Reading text -
Schema Design – Best Practices

Why do we need it?

Data organization is a vital performance optimization technique proven by use in legacy data warehouse architectures, where it is common that data is stored in accordance to its use case. For example, transactional data is stored in a row based format, where each row represents a transaction record. In contrast, analytical data is commonly stored in columnar form; organized by facts and dimensions across many separate tables.

This happens mostly due to physics, as storing and processing bytes is an inherently restricted task. That is, once you have laid out data within a physical storage medium, it is costly to rearrange it. Row-based, single table access is great for point operations (e.g. “Load the details for order 123”) while columnar and multi-table access is good for reporting (e.g. “What was the revenue in North America in October by retail stores”). If there was a single way to physically store the data so that both access patterns could be served efficiently, the need for use-case based storage techniques would be unnecessary. But in reality, this is impossible as each data layout, or schema, is bound to its use-case and will likely perform poorly for the other.

In the world of big data, this dilemma is still applicable. Data still resides on storage media burdened with the same hardware related caveats. The end result is that enterprises have no be-all-end-all solution for storage and processing needs, but still employ a large gamut of dedicated systems for particular use-cases. The most prevalent examples are RDBMSs for transactional data, data lakes for historical data and analytical workloads, and streaming systems for near-realtime processing.

One Schema Format and One Registry

All these disjointed systems leave data consumers with the challenge of combining the different sources of data at query time. Combining these datasets requires users to map each individual source into a schema to represent a common structure for all datasets in the query. Having schemas allows users to join those sources on shared attributes, such as customer number or order ID.

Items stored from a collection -

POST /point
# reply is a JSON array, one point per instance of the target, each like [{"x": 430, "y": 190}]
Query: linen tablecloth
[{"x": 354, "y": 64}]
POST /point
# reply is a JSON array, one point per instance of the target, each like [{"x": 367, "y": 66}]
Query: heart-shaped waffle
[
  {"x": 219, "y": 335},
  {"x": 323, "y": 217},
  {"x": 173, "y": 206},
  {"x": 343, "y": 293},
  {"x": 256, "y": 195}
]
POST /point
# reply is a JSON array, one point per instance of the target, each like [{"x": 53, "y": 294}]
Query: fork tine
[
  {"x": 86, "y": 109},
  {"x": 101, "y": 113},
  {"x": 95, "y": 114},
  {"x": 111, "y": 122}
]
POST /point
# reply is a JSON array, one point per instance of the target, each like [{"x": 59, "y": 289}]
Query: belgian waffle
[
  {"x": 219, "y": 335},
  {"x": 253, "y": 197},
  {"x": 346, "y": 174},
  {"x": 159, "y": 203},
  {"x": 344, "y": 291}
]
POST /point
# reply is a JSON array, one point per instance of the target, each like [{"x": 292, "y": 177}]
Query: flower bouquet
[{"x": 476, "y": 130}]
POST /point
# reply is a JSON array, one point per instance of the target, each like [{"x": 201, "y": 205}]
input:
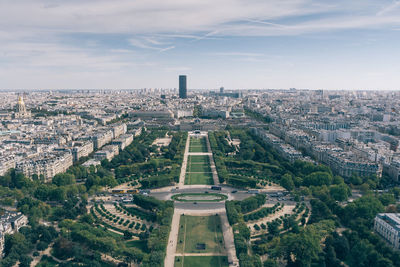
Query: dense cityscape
[
  {"x": 291, "y": 177},
  {"x": 231, "y": 133}
]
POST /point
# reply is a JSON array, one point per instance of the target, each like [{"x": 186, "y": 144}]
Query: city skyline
[{"x": 235, "y": 44}]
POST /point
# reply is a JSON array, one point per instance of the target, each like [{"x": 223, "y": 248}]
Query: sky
[{"x": 238, "y": 44}]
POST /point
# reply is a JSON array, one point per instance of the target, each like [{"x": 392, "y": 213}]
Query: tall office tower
[{"x": 182, "y": 86}]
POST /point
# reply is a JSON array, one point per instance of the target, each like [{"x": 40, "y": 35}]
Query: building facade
[{"x": 182, "y": 86}]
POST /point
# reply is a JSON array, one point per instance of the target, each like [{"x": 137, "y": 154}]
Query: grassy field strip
[{"x": 199, "y": 171}]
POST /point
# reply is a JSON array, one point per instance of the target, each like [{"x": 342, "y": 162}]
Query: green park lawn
[
  {"x": 199, "y": 178},
  {"x": 198, "y": 145},
  {"x": 199, "y": 159},
  {"x": 195, "y": 230},
  {"x": 201, "y": 261},
  {"x": 199, "y": 167}
]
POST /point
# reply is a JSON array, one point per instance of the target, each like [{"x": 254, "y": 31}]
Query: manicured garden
[
  {"x": 201, "y": 261},
  {"x": 198, "y": 144},
  {"x": 198, "y": 171},
  {"x": 209, "y": 241}
]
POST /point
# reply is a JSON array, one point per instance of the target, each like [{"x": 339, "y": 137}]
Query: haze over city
[
  {"x": 199, "y": 133},
  {"x": 237, "y": 44}
]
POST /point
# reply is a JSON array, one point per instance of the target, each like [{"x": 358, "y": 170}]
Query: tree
[
  {"x": 287, "y": 182},
  {"x": 304, "y": 247},
  {"x": 127, "y": 235},
  {"x": 63, "y": 179},
  {"x": 339, "y": 192}
]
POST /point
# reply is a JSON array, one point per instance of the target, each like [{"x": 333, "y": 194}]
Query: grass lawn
[
  {"x": 199, "y": 197},
  {"x": 140, "y": 244},
  {"x": 198, "y": 145},
  {"x": 201, "y": 261},
  {"x": 199, "y": 178},
  {"x": 47, "y": 261},
  {"x": 199, "y": 167},
  {"x": 200, "y": 229},
  {"x": 199, "y": 159}
]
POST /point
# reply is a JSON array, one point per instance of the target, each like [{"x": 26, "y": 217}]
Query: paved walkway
[
  {"x": 173, "y": 239},
  {"x": 226, "y": 228},
  {"x": 212, "y": 163},
  {"x": 229, "y": 240}
]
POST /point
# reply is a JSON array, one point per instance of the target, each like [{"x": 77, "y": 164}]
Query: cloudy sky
[{"x": 341, "y": 44}]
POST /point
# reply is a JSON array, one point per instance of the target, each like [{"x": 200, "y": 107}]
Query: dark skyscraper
[{"x": 182, "y": 86}]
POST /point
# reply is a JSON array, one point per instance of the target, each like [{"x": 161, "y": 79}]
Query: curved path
[{"x": 209, "y": 208}]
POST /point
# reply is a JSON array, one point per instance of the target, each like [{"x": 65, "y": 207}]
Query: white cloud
[{"x": 33, "y": 34}]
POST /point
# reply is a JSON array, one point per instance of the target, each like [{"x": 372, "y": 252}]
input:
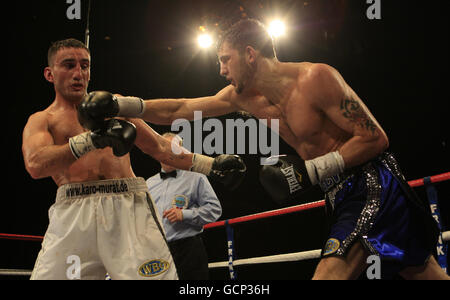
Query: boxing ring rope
[{"x": 297, "y": 256}]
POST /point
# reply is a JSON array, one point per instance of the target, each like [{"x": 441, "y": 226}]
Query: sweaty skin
[
  {"x": 317, "y": 111},
  {"x": 45, "y": 137}
]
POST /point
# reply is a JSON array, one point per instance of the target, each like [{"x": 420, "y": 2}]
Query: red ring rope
[{"x": 278, "y": 212}]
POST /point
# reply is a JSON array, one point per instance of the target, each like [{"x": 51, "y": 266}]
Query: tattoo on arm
[{"x": 354, "y": 112}]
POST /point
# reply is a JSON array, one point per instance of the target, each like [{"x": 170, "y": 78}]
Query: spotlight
[
  {"x": 204, "y": 40},
  {"x": 276, "y": 28}
]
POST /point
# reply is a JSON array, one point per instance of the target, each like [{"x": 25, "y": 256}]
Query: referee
[{"x": 186, "y": 201}]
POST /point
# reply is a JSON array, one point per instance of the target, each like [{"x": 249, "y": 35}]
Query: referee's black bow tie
[{"x": 167, "y": 175}]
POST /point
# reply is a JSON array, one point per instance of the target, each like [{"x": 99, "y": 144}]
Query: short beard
[{"x": 245, "y": 79}]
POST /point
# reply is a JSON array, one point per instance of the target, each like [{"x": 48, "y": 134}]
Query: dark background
[{"x": 398, "y": 65}]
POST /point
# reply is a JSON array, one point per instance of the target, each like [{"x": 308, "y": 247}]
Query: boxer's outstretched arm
[
  {"x": 345, "y": 109},
  {"x": 153, "y": 144},
  {"x": 165, "y": 111},
  {"x": 41, "y": 156}
]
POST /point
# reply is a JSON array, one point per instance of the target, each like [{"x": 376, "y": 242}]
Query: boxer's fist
[
  {"x": 229, "y": 170},
  {"x": 286, "y": 179},
  {"x": 117, "y": 134},
  {"x": 95, "y": 107}
]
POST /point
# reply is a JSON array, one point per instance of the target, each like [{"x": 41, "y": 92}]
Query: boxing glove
[
  {"x": 98, "y": 105},
  {"x": 227, "y": 169},
  {"x": 117, "y": 134}
]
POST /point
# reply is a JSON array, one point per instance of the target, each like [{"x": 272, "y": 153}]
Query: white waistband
[{"x": 100, "y": 187}]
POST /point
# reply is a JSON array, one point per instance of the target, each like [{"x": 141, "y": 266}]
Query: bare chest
[{"x": 298, "y": 121}]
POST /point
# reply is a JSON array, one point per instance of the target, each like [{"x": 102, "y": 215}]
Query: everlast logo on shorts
[{"x": 294, "y": 184}]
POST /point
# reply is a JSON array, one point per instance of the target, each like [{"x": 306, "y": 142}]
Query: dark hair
[
  {"x": 67, "y": 43},
  {"x": 249, "y": 32}
]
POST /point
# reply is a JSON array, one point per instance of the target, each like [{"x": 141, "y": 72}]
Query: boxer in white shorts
[{"x": 103, "y": 219}]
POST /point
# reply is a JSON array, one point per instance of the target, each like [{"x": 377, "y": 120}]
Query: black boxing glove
[
  {"x": 227, "y": 169},
  {"x": 98, "y": 105},
  {"x": 117, "y": 134},
  {"x": 291, "y": 176}
]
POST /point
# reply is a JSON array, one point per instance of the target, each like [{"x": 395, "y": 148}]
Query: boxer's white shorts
[{"x": 104, "y": 226}]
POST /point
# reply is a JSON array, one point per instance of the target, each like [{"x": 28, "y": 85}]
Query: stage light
[
  {"x": 276, "y": 28},
  {"x": 204, "y": 40}
]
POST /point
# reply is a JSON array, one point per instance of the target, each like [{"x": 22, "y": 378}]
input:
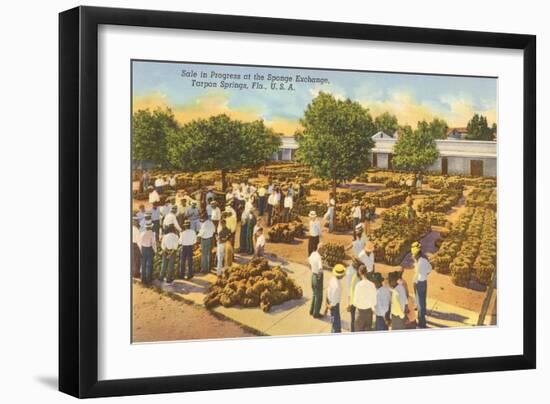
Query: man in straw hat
[
  {"x": 398, "y": 305},
  {"x": 364, "y": 300},
  {"x": 193, "y": 215},
  {"x": 422, "y": 269},
  {"x": 188, "y": 238},
  {"x": 215, "y": 214},
  {"x": 355, "y": 216},
  {"x": 148, "y": 248},
  {"x": 334, "y": 294},
  {"x": 136, "y": 251},
  {"x": 366, "y": 256},
  {"x": 329, "y": 216},
  {"x": 314, "y": 232},
  {"x": 316, "y": 264},
  {"x": 383, "y": 300}
]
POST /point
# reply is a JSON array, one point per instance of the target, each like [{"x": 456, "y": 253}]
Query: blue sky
[{"x": 410, "y": 97}]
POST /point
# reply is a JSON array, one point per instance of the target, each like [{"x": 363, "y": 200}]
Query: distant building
[
  {"x": 465, "y": 157},
  {"x": 287, "y": 150},
  {"x": 457, "y": 133}
]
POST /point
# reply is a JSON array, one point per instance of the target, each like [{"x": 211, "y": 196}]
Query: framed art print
[{"x": 269, "y": 201}]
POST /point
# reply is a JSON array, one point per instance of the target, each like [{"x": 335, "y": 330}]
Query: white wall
[{"x": 28, "y": 78}]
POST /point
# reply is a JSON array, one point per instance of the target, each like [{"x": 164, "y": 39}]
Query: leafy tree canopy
[
  {"x": 386, "y": 123},
  {"x": 336, "y": 138},
  {"x": 478, "y": 129},
  {"x": 221, "y": 143},
  {"x": 151, "y": 132},
  {"x": 415, "y": 150}
]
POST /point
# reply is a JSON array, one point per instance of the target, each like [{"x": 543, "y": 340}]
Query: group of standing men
[{"x": 370, "y": 296}]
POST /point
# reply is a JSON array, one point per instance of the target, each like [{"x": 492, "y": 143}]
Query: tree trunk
[
  {"x": 223, "y": 180},
  {"x": 334, "y": 193}
]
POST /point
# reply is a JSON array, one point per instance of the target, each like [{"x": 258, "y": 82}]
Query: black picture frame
[{"x": 78, "y": 196}]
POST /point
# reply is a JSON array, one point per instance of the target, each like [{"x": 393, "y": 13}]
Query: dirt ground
[
  {"x": 157, "y": 317},
  {"x": 440, "y": 286}
]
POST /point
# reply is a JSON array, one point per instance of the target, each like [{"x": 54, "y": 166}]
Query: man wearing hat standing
[
  {"x": 206, "y": 235},
  {"x": 329, "y": 215},
  {"x": 231, "y": 221},
  {"x": 316, "y": 265},
  {"x": 192, "y": 214},
  {"x": 355, "y": 216},
  {"x": 169, "y": 246},
  {"x": 148, "y": 248},
  {"x": 272, "y": 204},
  {"x": 364, "y": 300},
  {"x": 422, "y": 269},
  {"x": 153, "y": 195},
  {"x": 383, "y": 300},
  {"x": 334, "y": 294},
  {"x": 314, "y": 232},
  {"x": 358, "y": 244},
  {"x": 366, "y": 256},
  {"x": 136, "y": 249},
  {"x": 216, "y": 214},
  {"x": 171, "y": 218},
  {"x": 188, "y": 238}
]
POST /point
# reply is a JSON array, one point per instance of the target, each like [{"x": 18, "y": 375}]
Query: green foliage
[
  {"x": 438, "y": 128},
  {"x": 415, "y": 150},
  {"x": 386, "y": 123},
  {"x": 478, "y": 129},
  {"x": 152, "y": 131},
  {"x": 221, "y": 143},
  {"x": 336, "y": 138}
]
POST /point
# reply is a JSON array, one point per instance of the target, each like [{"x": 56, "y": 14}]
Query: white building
[
  {"x": 466, "y": 157},
  {"x": 287, "y": 150}
]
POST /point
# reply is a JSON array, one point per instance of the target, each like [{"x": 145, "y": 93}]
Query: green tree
[
  {"x": 415, "y": 150},
  {"x": 439, "y": 128},
  {"x": 336, "y": 138},
  {"x": 386, "y": 123},
  {"x": 151, "y": 131},
  {"x": 221, "y": 143},
  {"x": 478, "y": 129}
]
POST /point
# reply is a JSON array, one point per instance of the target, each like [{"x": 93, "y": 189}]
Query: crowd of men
[{"x": 174, "y": 224}]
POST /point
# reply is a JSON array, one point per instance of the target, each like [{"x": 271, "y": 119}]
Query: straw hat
[{"x": 339, "y": 270}]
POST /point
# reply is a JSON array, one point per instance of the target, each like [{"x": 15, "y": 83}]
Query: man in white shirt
[
  {"x": 316, "y": 265},
  {"x": 153, "y": 195},
  {"x": 364, "y": 300},
  {"x": 136, "y": 252},
  {"x": 383, "y": 301},
  {"x": 169, "y": 247},
  {"x": 359, "y": 243},
  {"x": 188, "y": 238},
  {"x": 261, "y": 199},
  {"x": 171, "y": 219},
  {"x": 314, "y": 232},
  {"x": 287, "y": 205},
  {"x": 272, "y": 203},
  {"x": 216, "y": 214},
  {"x": 334, "y": 295},
  {"x": 148, "y": 246},
  {"x": 329, "y": 215},
  {"x": 159, "y": 183},
  {"x": 422, "y": 269},
  {"x": 366, "y": 256},
  {"x": 398, "y": 306},
  {"x": 206, "y": 234},
  {"x": 355, "y": 216},
  {"x": 260, "y": 242}
]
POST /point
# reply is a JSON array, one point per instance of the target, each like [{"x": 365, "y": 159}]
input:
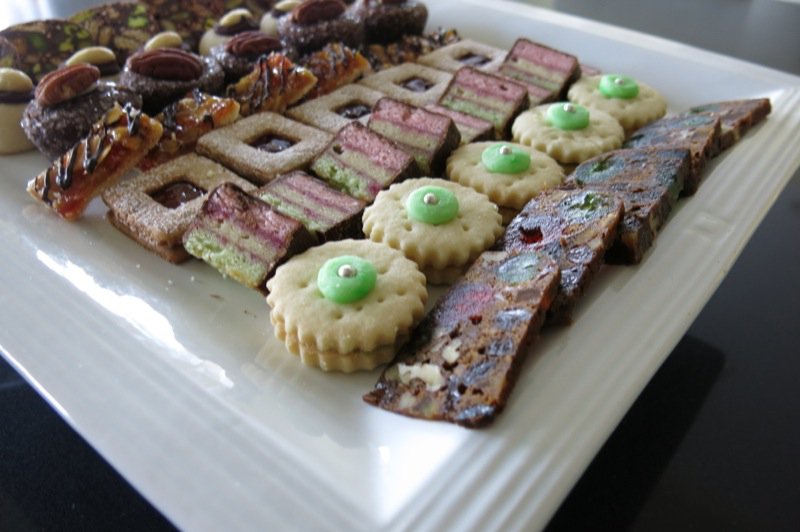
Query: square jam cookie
[
  {"x": 463, "y": 53},
  {"x": 335, "y": 110},
  {"x": 410, "y": 83},
  {"x": 264, "y": 145},
  {"x": 156, "y": 207}
]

Written problem - Copy the part of the schema design text from "This happens mostly" to "for the other.". Work only from the schema design text.

Completed exercise -
This happens mostly due to physics, as storing and processing bytes is an inherently restricted task. That is, once you have laid out data within a physical storage medium, it is costly to rearrange it. Row-based, single table access is great for point operations (e.g. “Load the details for order 123”) while columnar and multi-table access is good for reporting (e.g. “What was the revenue in North America in October by retail stores”). If there was a single way to physically store the data so that both access patterns could be served efficiently, the need for use-case based storage techniques would be unnecessary. But in reality, this is impossible as each data layout, or schema, is bound to its use-case and will likely perform poorly for the other.